* Trecho do texto *
----------

De açaí a punk rock. A arte como prática de aquilombamento, conversa com Marcos Lamoreux.

Marcos Lamoreux é cria da Baixada Fluminense do Rio de Janeiro. Apaixonado pela Baixada, encontramos nas suas produções o seu amor pela baixada e tudo relacionado a ela. E não é pouca coisa. Essa amplitude de saberes oriunda da Baixada - espaço/tempo de encontro de diversas experiências de vida - se reflete também nas habilidades de Marcos que é um artista polivalente, se dedicando cinema ficção e documentário, fotografia, artes visuais, escrita, educação, viagens dentre outros. A versatilidade de Marcos é uma de suas grandes características, mostrando que nas artes em geral, tudo está conectado em sintonia, caso contrário não teria sentido. 

Uma conversa na Universidade do Estado do Rio de Janeiro, com Marco Aurélio - pedagogo e pesquisador sobre cinema e relações étnico raciais - sobre a sua trajetória artística, suas conquistas e planos futuros. Passando por assuntos como produção audiovisual, arte, estética e política, mas também falando sobre o companheirismo do fazer cinema no aquilombamento, açaí e viagens. 

MA - Você tem um contato bem grande com as artes, o que é arte pra você?

ML - A arte é subjetiva mas tem que te tocar de alguma forma.

E quando te toca provoca algum tipo de mudança, você nunca é o mesmo depois de ver um filme, uma foto, escuta uma música, depois de dançar. Então a arte tem um cunho, um caráter político também?

Impossível a arte e a cultura estar desvinculada da política, é impossível qualquer coisa que a gente faça estar desvinculada da política.

Política é uma coisa do nosso cotidiano também, é como a gente age com as coisas, a maneira que a gente se posiciona já é política.

Isso entra naquele debate da performance, da performance social, não o jeito como a gente lida, mas encara certas coisas. Lidar e encarar, de certa forma, são a mesma coisa. Quando a gente toma um baque, a gente sabe, toma conhecimento de alguma coisa, a maneira como a gente lida com essa coisa depois, essa coisa, essa pessoa…

Isso tudo é uma performance também mesmo se você não ter pensado em fazer a performance artisticamente falando, mas o corpo no mundo já é uma performance, o jeito que a gente se vez, reage, mesmo sem querer a gente ta performando. A gente ta performando aqui agora.

Exatamente, estamos performando uma entrevista, uma conversa entre dois intelectuais.

Quase um intelectual orgânico. Quanto à sua produção de arte, a questão da performance e a sua relação com o audiovisual, como você percebe essa relação entre arte, performance, política e o seu trabalho com audiovisual?

Acho que demorei um tempo para me enxergar como cineasta. Com essa mentalidade de agora, não de ontem, não de semana passada, ou de um ano atrás, depois de todos os processos que eu estou passando, me enxergado agora como um cineasta ativista, muito mais político, muito mais engajado em diversas coisas do que antes. Então acho que é assim que me enxergo e é assim que entendo minha ligação com o audiovisual sempre militante, ativista, em várias causas.

----------

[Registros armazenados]
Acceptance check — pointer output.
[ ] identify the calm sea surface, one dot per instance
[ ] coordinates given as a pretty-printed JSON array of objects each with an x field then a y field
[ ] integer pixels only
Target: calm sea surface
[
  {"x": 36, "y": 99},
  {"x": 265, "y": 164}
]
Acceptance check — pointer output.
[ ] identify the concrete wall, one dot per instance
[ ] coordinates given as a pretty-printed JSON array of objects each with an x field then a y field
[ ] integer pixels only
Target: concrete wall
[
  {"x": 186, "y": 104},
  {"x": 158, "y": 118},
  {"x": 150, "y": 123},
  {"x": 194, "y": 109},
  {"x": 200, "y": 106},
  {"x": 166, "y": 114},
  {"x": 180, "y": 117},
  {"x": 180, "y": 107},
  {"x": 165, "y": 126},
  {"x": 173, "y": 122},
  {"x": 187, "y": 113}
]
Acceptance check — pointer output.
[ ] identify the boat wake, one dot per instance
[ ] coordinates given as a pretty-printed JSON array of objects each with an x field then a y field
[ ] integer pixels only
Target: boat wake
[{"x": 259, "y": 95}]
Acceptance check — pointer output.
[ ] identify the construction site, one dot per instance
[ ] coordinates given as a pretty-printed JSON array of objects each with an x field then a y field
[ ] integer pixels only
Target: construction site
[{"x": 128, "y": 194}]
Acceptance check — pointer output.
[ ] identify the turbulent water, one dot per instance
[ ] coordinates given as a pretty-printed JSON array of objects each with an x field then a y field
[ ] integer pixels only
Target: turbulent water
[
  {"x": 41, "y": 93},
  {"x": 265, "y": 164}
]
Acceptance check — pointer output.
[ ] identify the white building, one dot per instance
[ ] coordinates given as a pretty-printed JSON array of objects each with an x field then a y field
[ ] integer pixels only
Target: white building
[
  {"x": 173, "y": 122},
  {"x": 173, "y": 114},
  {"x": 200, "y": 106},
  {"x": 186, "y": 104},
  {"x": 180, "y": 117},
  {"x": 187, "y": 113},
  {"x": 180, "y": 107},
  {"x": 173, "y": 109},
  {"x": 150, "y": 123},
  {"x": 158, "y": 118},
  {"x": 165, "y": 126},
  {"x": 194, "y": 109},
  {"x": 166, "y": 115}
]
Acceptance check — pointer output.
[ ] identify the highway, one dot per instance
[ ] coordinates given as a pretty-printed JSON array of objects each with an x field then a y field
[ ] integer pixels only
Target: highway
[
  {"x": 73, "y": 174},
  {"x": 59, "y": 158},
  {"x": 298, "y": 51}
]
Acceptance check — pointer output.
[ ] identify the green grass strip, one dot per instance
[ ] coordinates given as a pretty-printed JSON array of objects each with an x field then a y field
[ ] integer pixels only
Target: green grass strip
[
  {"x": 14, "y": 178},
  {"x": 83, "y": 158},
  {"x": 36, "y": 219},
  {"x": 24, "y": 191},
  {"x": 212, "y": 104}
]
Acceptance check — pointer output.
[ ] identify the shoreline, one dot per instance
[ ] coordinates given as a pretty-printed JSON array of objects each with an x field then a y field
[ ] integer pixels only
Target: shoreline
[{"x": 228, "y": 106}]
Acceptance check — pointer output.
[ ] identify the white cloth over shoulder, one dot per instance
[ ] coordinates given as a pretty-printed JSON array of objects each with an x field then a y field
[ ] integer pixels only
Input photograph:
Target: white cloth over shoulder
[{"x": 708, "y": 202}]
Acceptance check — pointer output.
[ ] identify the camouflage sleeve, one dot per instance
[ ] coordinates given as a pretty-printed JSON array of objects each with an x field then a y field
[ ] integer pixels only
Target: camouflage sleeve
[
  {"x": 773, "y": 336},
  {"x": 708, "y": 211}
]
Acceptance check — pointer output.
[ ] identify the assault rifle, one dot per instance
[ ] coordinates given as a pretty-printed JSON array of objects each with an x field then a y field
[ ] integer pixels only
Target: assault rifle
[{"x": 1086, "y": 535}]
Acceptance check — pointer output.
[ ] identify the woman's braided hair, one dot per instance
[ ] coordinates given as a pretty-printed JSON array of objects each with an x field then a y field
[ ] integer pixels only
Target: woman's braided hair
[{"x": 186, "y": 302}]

----------

* Exercício curto 1 *
Reescreva em forma de lista, de modo mais breve e mantendo os fatos principais, o parágrafo do texto que começa com "Marcos Lamoreux é cria da Baixada Fluminense".
* Exercício curto 2 *
Devolva, sem alterações, todas as linhas dos dados que contêm a palavra "concrete".

* Resposta esperada 1 *
- Marcos Lamoreux é cria da Baixada Fluminense do Rio de Janeiro e é apaixonado por ela.
- Suas produções mostram o amor pela Baixada e por tudo o que se relaciona a ela.
- A amplitude de saberes vinda da Baixada, espaço/tempo de encontro de diversas experiências de vida, se reflete em suas habilidades.
- É um artista polivalente e se dedica a cinema de ficção e documentário, fotografia, artes visuais, escrita, educação, viagens, entre outras atividades.
- A versatilidade é uma de suas grandes características e mostra que, nas artes, tudo está conectado em sintonia.

* Resposta esperada 2 *
[ ] identify the concrete wall, one dot per instance
Target: concrete wall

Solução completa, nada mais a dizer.